So weird. I’m in my apartment, curled up on my couch with laptop, take out food, pj’s, sleep in my eyes. How can this be. How can that fabulous adventure be over, and I, organizing the pictures from it? As usual, I’ve forgotten to budget time for rest. I thought I’d have a video of our show edited by now. I did not foresee that I would be flat out for a couple of weeks, just trying to refocus my eyes and sleep clock, let alone clean, pay bills, weed through the debris of months of prep and then months away. I am spun out.
As Richard Caliban, who’s taken the Edinburgh adventure pointed out, isn’t it frustrating when people ask, “How was it?” and you get through half a sentence before they say “Wow, that’s great, anyway, we’ve got…and they begin ticking off the New York paced list of 3 years worth of to do’s you have to accomplish by nightfall.
In a way, thank god they don’t really want to know, because where in the hell would you begin? Honestly?
But I’ll never be the same. NEVER.

• [DATASET ROWS]

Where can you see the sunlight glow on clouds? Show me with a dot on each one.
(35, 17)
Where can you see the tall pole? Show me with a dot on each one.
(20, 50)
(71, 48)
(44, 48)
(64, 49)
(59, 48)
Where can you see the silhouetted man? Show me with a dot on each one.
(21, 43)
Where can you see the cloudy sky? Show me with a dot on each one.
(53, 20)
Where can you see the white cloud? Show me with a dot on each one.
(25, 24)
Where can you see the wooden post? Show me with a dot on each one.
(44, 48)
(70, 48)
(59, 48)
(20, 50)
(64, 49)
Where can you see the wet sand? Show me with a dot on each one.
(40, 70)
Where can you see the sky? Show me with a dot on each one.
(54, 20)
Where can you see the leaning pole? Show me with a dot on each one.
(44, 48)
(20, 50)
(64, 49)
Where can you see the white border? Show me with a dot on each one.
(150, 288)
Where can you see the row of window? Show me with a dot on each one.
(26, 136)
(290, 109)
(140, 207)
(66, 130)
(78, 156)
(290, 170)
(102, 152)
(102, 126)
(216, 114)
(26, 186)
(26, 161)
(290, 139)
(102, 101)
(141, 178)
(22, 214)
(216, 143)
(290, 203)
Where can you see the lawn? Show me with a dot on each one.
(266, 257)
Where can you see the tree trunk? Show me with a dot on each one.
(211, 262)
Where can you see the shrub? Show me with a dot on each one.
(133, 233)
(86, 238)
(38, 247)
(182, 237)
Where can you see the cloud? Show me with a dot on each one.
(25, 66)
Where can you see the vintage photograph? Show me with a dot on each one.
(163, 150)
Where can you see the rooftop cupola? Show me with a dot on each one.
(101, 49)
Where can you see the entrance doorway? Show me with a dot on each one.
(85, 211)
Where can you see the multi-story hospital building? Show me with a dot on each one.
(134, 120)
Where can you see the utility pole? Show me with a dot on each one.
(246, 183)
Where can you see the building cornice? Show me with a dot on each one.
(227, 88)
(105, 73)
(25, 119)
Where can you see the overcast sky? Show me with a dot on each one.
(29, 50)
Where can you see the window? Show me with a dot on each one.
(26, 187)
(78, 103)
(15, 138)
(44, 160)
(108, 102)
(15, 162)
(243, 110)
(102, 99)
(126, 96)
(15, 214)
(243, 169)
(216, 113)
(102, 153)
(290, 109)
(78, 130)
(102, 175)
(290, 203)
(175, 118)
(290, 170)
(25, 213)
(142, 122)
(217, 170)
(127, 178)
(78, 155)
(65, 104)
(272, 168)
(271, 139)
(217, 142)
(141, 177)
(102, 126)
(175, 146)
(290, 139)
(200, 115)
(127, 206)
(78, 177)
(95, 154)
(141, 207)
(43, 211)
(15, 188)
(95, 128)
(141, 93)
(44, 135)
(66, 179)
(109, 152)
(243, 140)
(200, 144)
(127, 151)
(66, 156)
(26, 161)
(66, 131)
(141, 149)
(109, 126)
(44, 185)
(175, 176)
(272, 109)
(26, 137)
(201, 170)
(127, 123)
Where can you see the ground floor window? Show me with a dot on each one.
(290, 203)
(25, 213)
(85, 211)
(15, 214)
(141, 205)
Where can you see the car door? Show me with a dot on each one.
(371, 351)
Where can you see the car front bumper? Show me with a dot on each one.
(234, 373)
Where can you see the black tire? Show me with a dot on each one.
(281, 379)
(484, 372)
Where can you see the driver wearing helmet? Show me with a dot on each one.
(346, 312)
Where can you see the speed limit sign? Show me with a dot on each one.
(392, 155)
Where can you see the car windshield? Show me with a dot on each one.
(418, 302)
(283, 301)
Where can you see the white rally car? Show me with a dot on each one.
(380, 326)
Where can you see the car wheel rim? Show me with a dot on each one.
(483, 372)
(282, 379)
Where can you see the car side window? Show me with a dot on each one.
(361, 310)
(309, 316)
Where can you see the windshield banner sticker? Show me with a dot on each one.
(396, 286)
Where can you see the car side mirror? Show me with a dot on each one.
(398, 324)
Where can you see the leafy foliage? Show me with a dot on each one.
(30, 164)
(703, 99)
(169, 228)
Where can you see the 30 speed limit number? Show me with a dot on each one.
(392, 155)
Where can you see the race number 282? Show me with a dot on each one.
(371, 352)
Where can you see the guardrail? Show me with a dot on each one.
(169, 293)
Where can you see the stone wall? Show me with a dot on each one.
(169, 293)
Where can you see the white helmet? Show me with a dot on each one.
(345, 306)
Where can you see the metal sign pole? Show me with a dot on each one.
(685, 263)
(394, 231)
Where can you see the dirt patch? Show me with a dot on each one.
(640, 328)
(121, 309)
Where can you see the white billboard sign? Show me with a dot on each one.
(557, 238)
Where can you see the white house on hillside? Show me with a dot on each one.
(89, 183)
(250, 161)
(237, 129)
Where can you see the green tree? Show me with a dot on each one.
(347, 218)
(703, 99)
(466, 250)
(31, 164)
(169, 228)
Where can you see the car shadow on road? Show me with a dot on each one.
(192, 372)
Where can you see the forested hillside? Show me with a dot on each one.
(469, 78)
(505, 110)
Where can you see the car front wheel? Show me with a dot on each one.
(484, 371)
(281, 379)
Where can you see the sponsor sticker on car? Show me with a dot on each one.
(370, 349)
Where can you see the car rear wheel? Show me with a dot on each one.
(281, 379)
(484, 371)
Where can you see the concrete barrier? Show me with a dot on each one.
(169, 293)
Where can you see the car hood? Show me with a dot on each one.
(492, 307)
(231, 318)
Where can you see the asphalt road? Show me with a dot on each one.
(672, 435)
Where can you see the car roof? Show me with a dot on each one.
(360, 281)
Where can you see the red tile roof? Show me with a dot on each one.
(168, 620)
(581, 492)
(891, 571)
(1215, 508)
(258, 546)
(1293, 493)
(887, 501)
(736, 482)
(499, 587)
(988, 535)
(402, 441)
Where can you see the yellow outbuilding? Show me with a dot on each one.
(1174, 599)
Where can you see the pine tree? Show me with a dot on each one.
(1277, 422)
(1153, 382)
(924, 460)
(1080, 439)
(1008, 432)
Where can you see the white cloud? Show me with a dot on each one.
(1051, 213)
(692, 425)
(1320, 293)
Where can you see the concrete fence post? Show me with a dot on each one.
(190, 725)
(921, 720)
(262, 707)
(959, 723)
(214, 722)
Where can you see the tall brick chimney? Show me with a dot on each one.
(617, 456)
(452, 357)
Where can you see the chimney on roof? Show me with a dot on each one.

• [SET EXERCISE A] From the post about coming home from Edinburgh, copy the passage starting at "So weird. I’m" and ending at "am spun out.".
• [SET EXERCISE B] Extend the post about coming home from Edinburgh, picking up after its final line.

• [WRITTEN RESPONSE A]
So weird. I’m in my apartment, curled up on my couch with laptop, take out food, pj’s, sleep in my eyes. How can this be. How can that fabulous adventure be over, and I, organizing the pictures from it? As usual, I’ve forgotten to budget time for rest. I thought I’d have a video of our show edited by now. I did not foresee that I would be flat out for a couple of weeks, just trying to refocus my eyes and sleep clock, let alone clean, pay bills, weed through the debris of months of prep and then months away. I am spun out.

• [WRITTEN RESPONSE B]
I learned that in spite of how I didn’t want to hold the money bucket, when I did, people put money in it. I learned people packed the house when I flyered in costume, which I didn’t want to do because it goes against my pull toward invisibility, a ridiculous direction for a performer. I learned it works best when I’m myself, not trying to be anything else.
I learned when I ask for what I need it’s ok.
Really weird. really really weird.
I never witnessed an ounce of violence, not even on TV till I was on the plane on the way back to the good ole US. I realized I’m American. A fish doesn’t know it’s wet. I never really thought about being an American, because my only trips away were relatively short lived. 6 weeks was enough of a chunk to get it. We are the spoiled blond popular girl of the world, the one who has no idea what it’s like to have zits and divorced parents, and not to be able to afford a limo for prom. We’re very often a good force too, trying to give acne cream to the poor unwashed.
Meanwhile, In Brittain, they’re much more aware of the rest of the world’s difficulty, but they lead a very graceful, civilized life. Truly lovely.
I was surprised to be homesick, because I also didn’t want to leave.
Back at Theatre 80 my beautiful Kooks continue their rhythm same as before. And I fit fine. Meeting with the Genie and the team about organizing the mayhem, following Lorcan around like a puppy on all his little tasks; try out some tapas at local restaurants, get paprika at the spice store on 1st Ave. I never knew existed, pick up cherry tomatoes for a new recipe. Life goes on unbroken. Like none of the magic ever happened. I guess because…this is magic too.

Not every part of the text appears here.